Document passage:
* begin *

Supplemental disclosure of non-cash investing and financing transactions:
Common stock issued in exchange for
legal services $72,000 $ -
==================== ===============
Common stock issued in connection
with NCI acquisition $62,456 $ -
==================== ===============
<PAGE>
IFS INTERNATIONAL, INC. and subsidiaries
Notes to Consolidated
Financial Statements (Unaudited)
Note 1
Presentation of Interim Financial Statements
The accompanying consolidated financial statements include the accounts of IFS
International, Inc., a Delaware Corporation (the "Company"), and its
wholly-owned operating subsidiaries, IFS International, Inc., a New York
Corporation ("IFS"), and Network Controls International ("NCI"), a North
Carolina Corporation. All significant intercompany accounts and transactions
have been eliminated. The consolidated balance sheet as of January 31, 1999, the
consolidated statements of operations for the three months and the nine months
ended January 31, 1999 and 1998 and the consolidated statements of cash flows
for the nine months ended January 31, 1999 and 1998 have been prepared by the
Company, without audit. In the opinion of management, all adjustments (which
include only normal recurring adjustments) necessary to present fairly the
financial condition, results of operations and cash flows at January 31, 1999
and for all periods presented have been made.
Effective May 1, 1998, the Company adopted Statement of Financial Accounting
Standard No. 130, "Reporting Comprehensive Income" (SFAS 130), which was
effective for fiscal years beginning after December 15, 1997. SFAS 130
establishes standards for reporting and display of comprehensive income and its
components in a full set of general purpose financial statements. Comprehensive
income is the change in equity of a business enterprise during a period from
transactions and other events and circumstances from non-owner sources. Other
than net income, the Company's source of comprehensive income is from foreign
currency translation adjustments which are disclosed separately in the
Shareholders' Equity section of the Consolidated Balance Sheets. Total
comprehensive income (the sum of net income and the change in foreign currency
translation adjustment amounts) was $292,293 and $131,496 for the nine months
ended January 31, 1999 and 1998, respectively.
In June, 1997, the Financial Accounting Standards Board issued Statement of
Financial Accounting Standards No.131, "Disclosures about Segments of an
Enterprise and Related Information." This statement establishes standards for
the way companies are to report information about operating segments. It also
establishes standards for related disclosures about products and services,
geographic areas, and major customers. The Company is currently evaluating the
impact of this standard on disclosures required in its financial statements. The
Company is required to adopt this standard for periods beginning after fiscal
1998. The reporting standards are not required for interim financial statements
in the first year of application.
Certain information and footnote disclosures normally included in financial
statements prepared in accordance with generally accepted accounting principles
have been condensed or omitted. It is suggested that these consolidated
financial statements be read in conjunction with the consolidated financial
statements and notes thereto included in the Company's annual report on Form
10-KSB for the fiscal year ended April 30, 1998. The results of operations for
the period ended January 31, 1999 are not necessarily indicative of the
operating results for the full year.

* end *

Stored dataset items:

* begin *

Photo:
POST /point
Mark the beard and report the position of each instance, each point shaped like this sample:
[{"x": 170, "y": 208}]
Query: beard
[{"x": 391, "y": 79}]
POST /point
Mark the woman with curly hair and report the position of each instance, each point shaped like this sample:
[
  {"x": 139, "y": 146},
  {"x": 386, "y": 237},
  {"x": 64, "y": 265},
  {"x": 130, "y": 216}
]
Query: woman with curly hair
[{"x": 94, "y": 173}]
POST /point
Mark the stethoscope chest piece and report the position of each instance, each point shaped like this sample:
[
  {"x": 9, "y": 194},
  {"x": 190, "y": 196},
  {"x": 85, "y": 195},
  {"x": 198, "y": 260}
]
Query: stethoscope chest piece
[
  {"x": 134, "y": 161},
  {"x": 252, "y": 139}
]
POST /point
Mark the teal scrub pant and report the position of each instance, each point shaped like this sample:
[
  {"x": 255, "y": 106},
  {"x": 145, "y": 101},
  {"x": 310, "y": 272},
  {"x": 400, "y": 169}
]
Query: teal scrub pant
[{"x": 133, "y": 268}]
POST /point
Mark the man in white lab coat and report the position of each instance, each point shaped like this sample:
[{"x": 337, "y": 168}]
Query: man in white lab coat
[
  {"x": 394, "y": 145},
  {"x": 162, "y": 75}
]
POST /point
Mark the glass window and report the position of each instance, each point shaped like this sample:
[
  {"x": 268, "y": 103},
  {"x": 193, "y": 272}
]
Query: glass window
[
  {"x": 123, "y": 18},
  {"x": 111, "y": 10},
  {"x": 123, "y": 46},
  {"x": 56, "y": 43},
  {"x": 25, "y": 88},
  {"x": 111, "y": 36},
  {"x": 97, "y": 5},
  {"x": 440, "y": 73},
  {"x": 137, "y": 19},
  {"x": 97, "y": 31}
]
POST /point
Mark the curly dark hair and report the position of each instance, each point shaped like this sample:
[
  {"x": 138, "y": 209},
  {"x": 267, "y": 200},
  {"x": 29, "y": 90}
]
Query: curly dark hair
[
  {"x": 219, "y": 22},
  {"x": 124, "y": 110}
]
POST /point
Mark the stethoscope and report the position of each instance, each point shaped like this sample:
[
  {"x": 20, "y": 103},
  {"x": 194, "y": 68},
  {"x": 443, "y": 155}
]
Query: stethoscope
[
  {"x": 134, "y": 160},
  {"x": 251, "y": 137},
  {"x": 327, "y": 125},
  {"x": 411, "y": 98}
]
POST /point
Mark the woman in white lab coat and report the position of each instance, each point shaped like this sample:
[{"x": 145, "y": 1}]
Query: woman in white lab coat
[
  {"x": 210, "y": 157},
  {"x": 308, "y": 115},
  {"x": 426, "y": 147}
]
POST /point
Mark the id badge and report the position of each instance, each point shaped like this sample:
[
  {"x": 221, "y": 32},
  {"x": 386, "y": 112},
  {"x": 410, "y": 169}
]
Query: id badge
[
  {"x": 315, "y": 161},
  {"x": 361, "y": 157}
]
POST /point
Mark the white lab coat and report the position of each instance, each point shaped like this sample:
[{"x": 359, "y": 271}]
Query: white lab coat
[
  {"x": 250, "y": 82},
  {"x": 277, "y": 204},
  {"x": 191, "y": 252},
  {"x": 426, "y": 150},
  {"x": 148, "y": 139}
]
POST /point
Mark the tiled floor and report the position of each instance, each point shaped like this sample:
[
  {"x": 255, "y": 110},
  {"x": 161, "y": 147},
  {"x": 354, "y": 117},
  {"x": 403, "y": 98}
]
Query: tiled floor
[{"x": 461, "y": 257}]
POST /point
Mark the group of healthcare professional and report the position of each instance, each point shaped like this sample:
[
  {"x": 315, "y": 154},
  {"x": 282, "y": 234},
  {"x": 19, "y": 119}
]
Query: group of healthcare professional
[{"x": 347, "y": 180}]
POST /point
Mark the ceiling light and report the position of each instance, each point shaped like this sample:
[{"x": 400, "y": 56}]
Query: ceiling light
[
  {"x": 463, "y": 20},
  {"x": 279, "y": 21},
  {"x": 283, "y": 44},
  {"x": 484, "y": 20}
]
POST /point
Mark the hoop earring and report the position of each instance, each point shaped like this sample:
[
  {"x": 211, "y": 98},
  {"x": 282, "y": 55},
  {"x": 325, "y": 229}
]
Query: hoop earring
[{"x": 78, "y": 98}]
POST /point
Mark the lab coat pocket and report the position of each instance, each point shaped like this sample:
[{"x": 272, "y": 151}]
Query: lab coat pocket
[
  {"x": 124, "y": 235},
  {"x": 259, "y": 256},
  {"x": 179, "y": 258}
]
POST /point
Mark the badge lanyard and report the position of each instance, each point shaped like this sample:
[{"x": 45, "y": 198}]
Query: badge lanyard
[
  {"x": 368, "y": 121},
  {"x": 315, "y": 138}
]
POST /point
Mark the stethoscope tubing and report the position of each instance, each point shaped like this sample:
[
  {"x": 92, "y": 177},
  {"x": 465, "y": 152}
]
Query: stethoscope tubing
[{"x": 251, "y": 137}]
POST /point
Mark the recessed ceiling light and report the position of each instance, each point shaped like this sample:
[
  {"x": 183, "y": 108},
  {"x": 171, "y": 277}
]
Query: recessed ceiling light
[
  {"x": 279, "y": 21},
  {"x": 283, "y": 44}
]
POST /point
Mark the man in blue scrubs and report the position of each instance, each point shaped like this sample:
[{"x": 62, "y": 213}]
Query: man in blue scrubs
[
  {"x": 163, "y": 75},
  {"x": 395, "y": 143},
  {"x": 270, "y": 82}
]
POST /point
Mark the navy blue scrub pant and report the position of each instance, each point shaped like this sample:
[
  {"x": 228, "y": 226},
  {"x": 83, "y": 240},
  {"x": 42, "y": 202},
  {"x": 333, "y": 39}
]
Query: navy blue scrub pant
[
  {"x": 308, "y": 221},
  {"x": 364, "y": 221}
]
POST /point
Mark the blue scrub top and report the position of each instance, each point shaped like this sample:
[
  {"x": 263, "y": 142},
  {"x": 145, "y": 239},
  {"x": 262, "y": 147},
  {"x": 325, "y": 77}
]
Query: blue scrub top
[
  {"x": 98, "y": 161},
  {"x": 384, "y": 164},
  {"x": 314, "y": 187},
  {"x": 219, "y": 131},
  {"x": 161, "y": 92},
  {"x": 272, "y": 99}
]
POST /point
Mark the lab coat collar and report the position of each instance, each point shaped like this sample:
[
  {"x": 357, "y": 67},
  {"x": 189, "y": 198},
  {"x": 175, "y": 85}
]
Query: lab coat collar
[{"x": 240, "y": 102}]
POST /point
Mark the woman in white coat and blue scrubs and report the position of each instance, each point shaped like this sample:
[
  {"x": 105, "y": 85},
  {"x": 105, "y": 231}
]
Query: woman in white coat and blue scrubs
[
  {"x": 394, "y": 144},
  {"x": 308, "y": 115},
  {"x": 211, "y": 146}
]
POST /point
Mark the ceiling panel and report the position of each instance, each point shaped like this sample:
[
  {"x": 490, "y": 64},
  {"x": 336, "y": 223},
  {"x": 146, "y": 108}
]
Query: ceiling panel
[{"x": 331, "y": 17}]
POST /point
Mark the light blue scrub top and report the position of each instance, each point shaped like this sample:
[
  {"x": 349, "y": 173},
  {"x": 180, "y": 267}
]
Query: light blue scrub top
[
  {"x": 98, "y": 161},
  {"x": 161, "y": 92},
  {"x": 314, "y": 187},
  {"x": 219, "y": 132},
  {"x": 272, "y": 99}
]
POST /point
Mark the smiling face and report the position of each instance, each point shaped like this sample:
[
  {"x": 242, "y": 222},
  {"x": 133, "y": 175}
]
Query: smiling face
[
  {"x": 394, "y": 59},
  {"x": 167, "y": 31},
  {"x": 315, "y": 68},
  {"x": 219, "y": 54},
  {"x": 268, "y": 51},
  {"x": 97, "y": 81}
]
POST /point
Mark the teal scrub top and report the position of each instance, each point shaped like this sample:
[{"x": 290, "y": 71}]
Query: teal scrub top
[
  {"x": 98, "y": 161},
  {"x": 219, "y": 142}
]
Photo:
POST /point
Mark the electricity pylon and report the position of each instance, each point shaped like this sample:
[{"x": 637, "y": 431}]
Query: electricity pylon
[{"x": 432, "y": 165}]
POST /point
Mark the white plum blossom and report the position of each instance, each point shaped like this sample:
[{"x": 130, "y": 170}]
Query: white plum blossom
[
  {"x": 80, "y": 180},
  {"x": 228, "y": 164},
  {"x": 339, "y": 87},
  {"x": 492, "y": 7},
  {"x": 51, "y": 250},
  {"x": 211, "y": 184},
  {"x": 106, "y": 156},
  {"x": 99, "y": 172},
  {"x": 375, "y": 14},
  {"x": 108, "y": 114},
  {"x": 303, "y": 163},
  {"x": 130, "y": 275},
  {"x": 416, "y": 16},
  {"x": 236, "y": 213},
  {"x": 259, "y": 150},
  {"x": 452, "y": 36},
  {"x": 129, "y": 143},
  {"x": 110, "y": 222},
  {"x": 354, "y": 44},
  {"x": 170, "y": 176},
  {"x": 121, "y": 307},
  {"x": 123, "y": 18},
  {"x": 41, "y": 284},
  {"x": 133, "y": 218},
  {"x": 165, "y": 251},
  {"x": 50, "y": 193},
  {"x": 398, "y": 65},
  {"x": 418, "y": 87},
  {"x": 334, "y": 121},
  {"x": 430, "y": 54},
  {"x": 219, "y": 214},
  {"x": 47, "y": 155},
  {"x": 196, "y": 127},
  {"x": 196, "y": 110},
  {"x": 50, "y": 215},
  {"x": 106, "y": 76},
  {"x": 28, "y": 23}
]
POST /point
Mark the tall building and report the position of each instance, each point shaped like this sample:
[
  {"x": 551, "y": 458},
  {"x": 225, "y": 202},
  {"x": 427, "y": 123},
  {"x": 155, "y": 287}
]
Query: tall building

* end *

Task set:
1. According to the notes on the IFS International financial statements, what was total comprehensive income for the nine months ended January 31, 1999?
2. Continue the IFS International financial statement notes from the point where they end.

Per-task answers:
1. $292,293

2.
Note 2
Acquisition
On January 30, 1998, the merger of a wholly owned subsidiary of IFS with and
into NCI Holdings, Inc. ("Holdings") was consummated pursuant to a Plan and
Merger Agreement, dated January 30, 1998 (the "Merger Agreement"). Holdings
owned approximately 94% of the issued and outstanding shares of capital stock of
NCI, which develops and markets software products for bank automation. On June
1, 1998 NCI was merged into Holdings and Holdings subsequently changed its name
to Network Controls International, Inc.
The Company acquired all of the outstanding shares of capital stock of Holdings
in exchange for $1.11 million, consisting of $840,000 in cash and approximately
$238,000 representing the fair market value of 87,094 shares of preferred stock.
Costs incurred in connection with the acquisition approximated $102,000. In
accordance with provisions of the acquisition agreement, the Company initially
recorded the issuance of preferred shares at an amount which considered an
allowance for equity deficiencies of NCI. Pursuant to the acquisition agreement,
additional preferred shares may be issued if the consolidated pre-tax profits of
NCI exceeds certain levels during each of the three years ending April 30, 1999,
2000 and 2001 and during the three year period ending April 30, 2001. These
issuances, if any will be treated as additional purchase costs. The acquisition
was accounted for as a purchase and the operating results of NCI were included
in the consolidated financial statements commencing February 1, 1998.
In July 1998, the Company acquired the remaining outstanding shares of capital
stock of NCI for cash and stock valued at approximately $35,000.
In August 1998, the Board of Directors voted in favor of waiving the equity
deficiencies clause in the Merger Agreement and allowances for preferred shares
were reversed.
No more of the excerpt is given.